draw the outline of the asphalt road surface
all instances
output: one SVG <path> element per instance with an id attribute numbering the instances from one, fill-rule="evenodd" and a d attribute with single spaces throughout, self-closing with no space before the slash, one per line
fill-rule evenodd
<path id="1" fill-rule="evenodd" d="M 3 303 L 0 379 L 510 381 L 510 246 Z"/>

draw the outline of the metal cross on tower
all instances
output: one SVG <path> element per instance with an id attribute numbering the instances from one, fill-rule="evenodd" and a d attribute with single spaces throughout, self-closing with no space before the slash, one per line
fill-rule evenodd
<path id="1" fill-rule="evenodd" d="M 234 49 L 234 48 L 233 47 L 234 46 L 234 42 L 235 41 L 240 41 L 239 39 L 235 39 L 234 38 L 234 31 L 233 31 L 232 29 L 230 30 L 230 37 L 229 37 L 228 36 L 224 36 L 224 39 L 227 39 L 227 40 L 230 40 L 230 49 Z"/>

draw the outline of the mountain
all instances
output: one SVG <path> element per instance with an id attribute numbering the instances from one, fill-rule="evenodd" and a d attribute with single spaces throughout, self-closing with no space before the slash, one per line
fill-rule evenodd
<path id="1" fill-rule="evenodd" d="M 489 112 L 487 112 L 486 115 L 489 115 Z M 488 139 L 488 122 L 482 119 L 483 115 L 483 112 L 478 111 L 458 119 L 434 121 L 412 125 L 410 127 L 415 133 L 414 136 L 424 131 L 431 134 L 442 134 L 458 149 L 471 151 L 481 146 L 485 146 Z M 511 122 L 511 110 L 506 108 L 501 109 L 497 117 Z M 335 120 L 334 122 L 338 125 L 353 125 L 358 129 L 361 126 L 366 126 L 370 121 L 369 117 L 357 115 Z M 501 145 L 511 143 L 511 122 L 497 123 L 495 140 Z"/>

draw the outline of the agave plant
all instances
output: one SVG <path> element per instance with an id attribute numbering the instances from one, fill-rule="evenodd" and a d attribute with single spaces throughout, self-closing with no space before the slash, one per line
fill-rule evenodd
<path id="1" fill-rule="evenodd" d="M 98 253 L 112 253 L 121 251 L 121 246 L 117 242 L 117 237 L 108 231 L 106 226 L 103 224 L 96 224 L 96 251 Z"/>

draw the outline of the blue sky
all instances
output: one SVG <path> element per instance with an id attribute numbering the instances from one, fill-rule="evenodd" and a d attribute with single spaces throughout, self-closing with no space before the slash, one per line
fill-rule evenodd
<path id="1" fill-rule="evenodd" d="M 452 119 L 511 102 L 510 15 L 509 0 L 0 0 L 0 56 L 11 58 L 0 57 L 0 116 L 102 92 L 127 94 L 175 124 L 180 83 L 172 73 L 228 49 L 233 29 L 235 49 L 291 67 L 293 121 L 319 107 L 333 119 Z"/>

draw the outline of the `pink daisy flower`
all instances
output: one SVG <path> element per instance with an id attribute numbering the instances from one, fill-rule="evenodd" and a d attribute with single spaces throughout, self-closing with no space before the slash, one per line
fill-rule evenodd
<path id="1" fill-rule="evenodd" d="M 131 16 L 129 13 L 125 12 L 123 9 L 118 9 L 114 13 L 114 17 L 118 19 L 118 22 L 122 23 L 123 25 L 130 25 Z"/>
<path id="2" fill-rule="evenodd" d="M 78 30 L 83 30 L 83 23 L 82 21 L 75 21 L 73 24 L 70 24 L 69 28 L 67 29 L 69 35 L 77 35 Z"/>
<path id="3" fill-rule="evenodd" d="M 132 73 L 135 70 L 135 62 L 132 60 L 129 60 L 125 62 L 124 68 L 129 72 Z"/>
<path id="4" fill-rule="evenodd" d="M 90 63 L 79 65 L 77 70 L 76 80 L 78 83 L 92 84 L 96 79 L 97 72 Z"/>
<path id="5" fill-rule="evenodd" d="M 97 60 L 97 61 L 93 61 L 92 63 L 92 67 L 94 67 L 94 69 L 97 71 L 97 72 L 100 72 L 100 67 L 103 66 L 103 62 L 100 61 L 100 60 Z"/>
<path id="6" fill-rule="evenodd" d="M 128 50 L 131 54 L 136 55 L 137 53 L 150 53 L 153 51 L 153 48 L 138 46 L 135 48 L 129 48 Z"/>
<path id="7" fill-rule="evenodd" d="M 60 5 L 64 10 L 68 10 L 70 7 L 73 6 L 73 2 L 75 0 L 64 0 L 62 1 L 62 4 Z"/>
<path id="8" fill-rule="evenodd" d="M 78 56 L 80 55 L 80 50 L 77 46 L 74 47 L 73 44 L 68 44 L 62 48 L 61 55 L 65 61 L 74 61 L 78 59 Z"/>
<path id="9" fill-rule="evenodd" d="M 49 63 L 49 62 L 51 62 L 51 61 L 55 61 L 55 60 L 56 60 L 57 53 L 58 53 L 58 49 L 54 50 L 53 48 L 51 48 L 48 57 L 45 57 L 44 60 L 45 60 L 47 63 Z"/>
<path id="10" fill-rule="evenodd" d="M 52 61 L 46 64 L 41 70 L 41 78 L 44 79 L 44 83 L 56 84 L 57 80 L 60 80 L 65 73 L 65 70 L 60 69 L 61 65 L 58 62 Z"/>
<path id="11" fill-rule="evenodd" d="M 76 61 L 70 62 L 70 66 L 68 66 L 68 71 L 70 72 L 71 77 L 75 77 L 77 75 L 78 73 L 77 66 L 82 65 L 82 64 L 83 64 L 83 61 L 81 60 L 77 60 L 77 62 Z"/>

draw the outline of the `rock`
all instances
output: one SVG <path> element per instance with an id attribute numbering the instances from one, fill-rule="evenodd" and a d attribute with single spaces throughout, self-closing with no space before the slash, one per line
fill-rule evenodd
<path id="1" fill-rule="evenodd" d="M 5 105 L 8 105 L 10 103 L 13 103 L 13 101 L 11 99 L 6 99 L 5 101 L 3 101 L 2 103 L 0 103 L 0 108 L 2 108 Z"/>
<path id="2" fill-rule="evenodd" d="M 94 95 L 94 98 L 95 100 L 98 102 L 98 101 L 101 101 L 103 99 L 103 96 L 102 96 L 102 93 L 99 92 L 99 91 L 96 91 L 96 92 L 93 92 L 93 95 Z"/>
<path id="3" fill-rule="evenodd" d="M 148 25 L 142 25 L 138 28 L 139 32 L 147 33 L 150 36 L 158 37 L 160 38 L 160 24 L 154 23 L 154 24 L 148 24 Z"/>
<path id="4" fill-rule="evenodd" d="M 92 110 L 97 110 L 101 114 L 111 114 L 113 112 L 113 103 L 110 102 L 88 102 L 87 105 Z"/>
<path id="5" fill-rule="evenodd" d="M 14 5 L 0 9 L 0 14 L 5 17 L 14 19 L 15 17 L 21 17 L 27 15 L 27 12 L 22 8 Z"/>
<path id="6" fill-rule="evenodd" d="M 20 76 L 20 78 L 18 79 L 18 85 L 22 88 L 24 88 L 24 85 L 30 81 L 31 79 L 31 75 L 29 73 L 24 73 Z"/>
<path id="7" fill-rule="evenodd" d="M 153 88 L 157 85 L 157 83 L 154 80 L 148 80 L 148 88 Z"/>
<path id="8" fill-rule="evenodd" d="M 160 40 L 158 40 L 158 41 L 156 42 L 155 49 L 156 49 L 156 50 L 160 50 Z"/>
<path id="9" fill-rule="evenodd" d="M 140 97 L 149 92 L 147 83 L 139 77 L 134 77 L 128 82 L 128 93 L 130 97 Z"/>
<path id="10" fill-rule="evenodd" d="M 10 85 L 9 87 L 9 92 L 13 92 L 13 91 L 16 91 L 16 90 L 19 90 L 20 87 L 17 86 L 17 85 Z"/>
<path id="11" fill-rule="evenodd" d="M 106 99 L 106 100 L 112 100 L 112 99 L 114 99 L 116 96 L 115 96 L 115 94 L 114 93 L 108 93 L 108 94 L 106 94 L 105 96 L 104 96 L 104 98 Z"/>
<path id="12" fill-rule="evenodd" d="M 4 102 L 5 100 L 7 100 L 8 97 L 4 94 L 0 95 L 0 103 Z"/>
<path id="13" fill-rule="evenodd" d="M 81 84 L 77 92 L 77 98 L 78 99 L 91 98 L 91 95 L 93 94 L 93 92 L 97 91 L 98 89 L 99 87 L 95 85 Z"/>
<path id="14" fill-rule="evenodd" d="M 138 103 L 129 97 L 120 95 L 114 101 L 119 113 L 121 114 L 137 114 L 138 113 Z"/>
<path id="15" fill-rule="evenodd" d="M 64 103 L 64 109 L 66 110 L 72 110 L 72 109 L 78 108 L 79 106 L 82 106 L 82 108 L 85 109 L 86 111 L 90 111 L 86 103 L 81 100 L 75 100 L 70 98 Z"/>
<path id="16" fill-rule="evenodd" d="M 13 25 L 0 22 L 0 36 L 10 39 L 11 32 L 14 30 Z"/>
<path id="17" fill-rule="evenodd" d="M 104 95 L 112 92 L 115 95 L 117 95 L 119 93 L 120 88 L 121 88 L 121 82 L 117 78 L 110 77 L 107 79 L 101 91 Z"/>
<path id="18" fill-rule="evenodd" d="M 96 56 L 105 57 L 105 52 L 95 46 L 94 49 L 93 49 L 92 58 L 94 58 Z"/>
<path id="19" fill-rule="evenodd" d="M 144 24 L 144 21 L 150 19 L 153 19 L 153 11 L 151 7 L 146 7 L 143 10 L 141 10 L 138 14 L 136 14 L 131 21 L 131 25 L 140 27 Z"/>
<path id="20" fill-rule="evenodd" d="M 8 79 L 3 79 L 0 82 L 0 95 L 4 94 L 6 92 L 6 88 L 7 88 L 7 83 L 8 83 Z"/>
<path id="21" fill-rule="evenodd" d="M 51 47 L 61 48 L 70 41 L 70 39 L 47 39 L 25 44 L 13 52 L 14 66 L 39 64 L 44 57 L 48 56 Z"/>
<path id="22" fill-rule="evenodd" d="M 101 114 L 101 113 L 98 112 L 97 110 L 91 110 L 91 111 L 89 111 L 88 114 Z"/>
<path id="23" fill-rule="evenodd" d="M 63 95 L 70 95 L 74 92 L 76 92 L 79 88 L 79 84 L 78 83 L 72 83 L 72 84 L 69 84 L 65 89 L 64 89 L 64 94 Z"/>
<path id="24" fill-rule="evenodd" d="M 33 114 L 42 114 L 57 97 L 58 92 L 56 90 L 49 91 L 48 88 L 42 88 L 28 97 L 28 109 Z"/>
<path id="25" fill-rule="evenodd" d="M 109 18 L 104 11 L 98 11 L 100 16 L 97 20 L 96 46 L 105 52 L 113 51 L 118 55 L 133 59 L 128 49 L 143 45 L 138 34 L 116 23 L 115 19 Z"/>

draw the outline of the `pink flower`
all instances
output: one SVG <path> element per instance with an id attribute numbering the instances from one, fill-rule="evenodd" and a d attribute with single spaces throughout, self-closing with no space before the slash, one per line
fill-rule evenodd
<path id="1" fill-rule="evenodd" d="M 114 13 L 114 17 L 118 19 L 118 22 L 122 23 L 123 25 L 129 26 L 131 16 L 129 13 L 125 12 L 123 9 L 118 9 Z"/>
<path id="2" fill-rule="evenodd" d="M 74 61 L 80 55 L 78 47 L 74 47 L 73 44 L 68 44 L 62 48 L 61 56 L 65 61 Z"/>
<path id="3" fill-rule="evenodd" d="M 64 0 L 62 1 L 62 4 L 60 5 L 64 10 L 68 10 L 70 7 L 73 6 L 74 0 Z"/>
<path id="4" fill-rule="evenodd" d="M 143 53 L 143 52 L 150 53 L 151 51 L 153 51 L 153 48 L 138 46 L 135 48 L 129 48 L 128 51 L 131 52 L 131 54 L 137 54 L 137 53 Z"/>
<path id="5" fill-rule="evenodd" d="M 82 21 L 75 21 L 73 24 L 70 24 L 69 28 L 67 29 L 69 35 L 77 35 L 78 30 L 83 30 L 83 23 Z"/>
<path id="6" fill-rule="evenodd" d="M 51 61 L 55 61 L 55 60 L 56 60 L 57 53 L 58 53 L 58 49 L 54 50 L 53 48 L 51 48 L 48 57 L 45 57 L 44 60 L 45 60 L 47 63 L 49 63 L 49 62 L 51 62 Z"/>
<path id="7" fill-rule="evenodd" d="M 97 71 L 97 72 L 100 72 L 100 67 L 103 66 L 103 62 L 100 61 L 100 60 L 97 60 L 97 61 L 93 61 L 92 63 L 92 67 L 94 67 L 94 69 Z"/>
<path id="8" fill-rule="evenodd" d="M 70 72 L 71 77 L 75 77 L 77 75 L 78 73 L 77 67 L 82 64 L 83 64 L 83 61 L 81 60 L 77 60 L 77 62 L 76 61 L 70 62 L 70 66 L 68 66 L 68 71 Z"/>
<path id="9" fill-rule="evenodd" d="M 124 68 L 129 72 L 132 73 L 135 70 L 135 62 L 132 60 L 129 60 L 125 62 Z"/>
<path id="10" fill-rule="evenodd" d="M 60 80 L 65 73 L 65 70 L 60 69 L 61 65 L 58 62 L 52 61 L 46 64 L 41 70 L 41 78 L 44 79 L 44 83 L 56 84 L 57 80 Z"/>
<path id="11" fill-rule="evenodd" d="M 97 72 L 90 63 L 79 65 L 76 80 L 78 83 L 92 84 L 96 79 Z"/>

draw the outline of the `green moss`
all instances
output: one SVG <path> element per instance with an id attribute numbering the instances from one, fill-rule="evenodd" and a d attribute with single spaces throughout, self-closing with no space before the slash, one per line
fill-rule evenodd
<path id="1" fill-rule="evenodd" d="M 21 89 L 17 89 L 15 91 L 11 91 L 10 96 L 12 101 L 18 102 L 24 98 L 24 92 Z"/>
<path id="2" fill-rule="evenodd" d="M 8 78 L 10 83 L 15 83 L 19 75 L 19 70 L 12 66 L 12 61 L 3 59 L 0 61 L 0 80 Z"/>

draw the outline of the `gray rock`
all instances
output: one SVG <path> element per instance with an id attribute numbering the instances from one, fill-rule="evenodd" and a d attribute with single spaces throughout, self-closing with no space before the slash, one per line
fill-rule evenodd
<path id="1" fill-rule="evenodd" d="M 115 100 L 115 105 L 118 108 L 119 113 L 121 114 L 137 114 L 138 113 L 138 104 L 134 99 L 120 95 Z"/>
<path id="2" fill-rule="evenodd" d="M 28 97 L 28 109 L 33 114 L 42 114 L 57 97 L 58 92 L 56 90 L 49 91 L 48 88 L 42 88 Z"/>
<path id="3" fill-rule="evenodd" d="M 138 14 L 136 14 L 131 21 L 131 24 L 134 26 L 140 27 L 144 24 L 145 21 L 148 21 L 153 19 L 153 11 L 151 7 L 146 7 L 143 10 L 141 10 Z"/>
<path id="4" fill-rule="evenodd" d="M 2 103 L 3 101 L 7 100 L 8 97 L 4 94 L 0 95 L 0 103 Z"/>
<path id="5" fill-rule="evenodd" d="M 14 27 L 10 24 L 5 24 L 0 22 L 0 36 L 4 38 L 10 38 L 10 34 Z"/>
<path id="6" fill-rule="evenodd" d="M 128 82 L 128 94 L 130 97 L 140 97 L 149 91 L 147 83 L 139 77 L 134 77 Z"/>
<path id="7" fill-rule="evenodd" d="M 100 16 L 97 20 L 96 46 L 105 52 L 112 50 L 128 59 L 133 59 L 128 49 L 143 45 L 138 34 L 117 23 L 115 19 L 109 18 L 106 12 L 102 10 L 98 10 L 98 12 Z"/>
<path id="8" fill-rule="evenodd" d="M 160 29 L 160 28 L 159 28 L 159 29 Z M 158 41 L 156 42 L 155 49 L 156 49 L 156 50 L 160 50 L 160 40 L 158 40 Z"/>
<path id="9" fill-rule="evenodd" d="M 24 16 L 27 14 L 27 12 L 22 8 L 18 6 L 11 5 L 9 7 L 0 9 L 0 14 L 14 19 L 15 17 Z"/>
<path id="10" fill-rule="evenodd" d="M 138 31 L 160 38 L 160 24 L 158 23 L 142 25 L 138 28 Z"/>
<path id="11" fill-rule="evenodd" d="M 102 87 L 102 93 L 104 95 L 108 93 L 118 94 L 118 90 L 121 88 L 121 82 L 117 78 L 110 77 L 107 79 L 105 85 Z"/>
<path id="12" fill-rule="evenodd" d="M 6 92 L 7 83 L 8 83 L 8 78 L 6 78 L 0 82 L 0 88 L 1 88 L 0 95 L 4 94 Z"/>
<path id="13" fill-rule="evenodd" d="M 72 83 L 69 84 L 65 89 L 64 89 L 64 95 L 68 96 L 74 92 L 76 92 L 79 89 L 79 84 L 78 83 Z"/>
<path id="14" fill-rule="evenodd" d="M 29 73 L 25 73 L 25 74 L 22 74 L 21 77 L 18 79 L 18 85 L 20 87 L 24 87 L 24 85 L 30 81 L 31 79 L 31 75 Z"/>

DIRECTIONS —
Can you give the lines of the records above, from the line with "draw the outline of the mountain" to the line with "452 119 L 511" (both included), as a numbered list that leaves out the blank lines?

RESPONSE TO THIS EXERCISE —
1. draw the outline of the mountain
2. all instances
3. output: one SVG <path> element per instance with an id attribute numbering the instances from one, fill-rule="evenodd" and a d attribute with single spaces throughout, self-closing with no space before the slash, one per line
4. fill-rule evenodd
5. <path id="1" fill-rule="evenodd" d="M 489 112 L 487 112 L 486 115 L 489 115 Z M 488 139 L 488 122 L 482 119 L 483 115 L 483 112 L 478 111 L 458 119 L 434 121 L 412 125 L 410 127 L 415 133 L 414 136 L 424 131 L 431 134 L 442 134 L 458 149 L 471 151 L 481 146 L 485 146 Z M 511 122 L 511 110 L 506 108 L 501 109 L 497 117 Z M 335 120 L 334 122 L 338 125 L 353 125 L 358 129 L 361 126 L 366 126 L 370 121 L 369 117 L 357 115 Z M 501 145 L 511 143 L 511 122 L 497 123 L 495 140 Z"/>
6. draw the outline of the agave plant
7. all instances
8. output: one SVG <path> element per instance with an id attribute numbering the instances from one, fill-rule="evenodd" and a d attribute with single spaces throughout, self-closing with no space before the slash, one per line
9. fill-rule evenodd
10. <path id="1" fill-rule="evenodd" d="M 98 253 L 112 253 L 121 251 L 121 246 L 117 242 L 117 237 L 108 231 L 106 226 L 103 224 L 96 224 L 96 251 Z"/>
11. draw the outline of the blue sky
12. all instances
13. output: one SVG <path> element per instance with an id attribute numbering the instances from one, fill-rule="evenodd" and a d attribute with single spaces throughout, self-closing with no space before the slash, one per line
14. fill-rule evenodd
15. <path id="1" fill-rule="evenodd" d="M 452 119 L 511 102 L 510 15 L 509 0 L 0 0 L 0 56 L 11 58 L 0 57 L 0 116 L 102 92 L 127 94 L 175 124 L 180 83 L 172 73 L 228 49 L 233 29 L 235 49 L 291 67 L 293 121 L 319 107 L 333 119 Z"/>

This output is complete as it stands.